Supplied passage:
──────

Alun Armstrong

Personal information
- Full name: Alun Armstrong
- Date of birth: 22 February 1975 (age 51)
- Place of birth: Gateshead, England
- Height: 6 ft 1 in (1.85 m)
- Position: Forward

Team information
- Current team: Gateshead (Head of Football Development)

Youth career
- 0000–1993: Newcastle United

Senior career*
- Years: Team / Apps / (Gls)
- 1993–1994: Newcastle United / 0 / (0)
- 1994–1998: Stockport County / 160 / (49)
- 1998–2000: Middlesbrough / 29 / (9)
- 2000: → Huddersfield Town (loan) / 6 / (0)
- 2000–2004: Ipswich Town / 79 / (14)
- 2003–2004: → Bradford City (loan) / 6 / (1)
- 2004–2005: Darlington / 32 / (9)
- 2005–2006: Rushden & Diamonds / 9 / (0)
- 2006: → Doncaster Rovers (loan) / 6 / (0)
- 2006–2007: Darlington / 29 / (1)
- 2007: Newcastle Blue Star / 1 / (0)
- Total:  / 357 / (83)

Managerial career
- 2016–2019: Blyth Spartans
- 2019–2023: Darlington
- 2025–2026: Gateshead

= Alun Armstrong (footballer) =

English footballer & manager (born 1975)

──────

Data shown:
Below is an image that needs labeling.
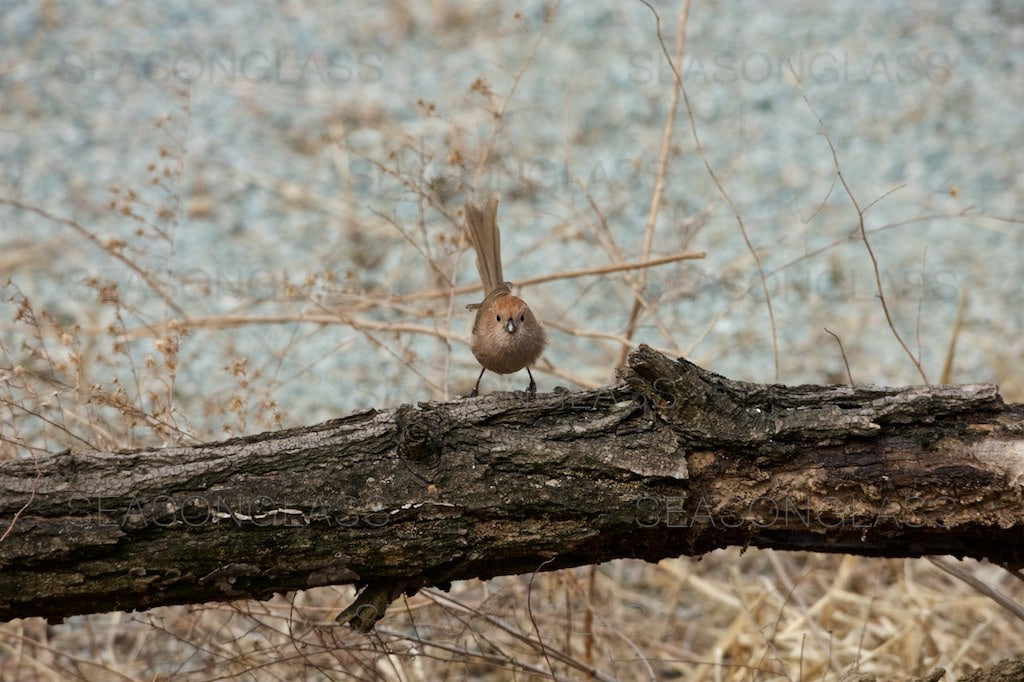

──────

Direction: Repeat everything in the Alun Armstrong profile from "- Position: Forward" down to "Town (loan) / 6 / (0)". The material comes from a separate source.

Exercise solution:
- Position: Forward

Team information
- Current team: Gateshead (Head of Football Development)

Youth career
- 0000–1993: Newcastle United

Senior career*
- Years: Team / Apps / (Gls)
- 1993–1994: Newcastle United / 0 / (0)
- 1994–1998: Stockport County / 160 / (49)
- 1998–2000: Middlesbrough / 29 / (9)
- 2000: → Huddersfield Town (loan) / 6 / (0)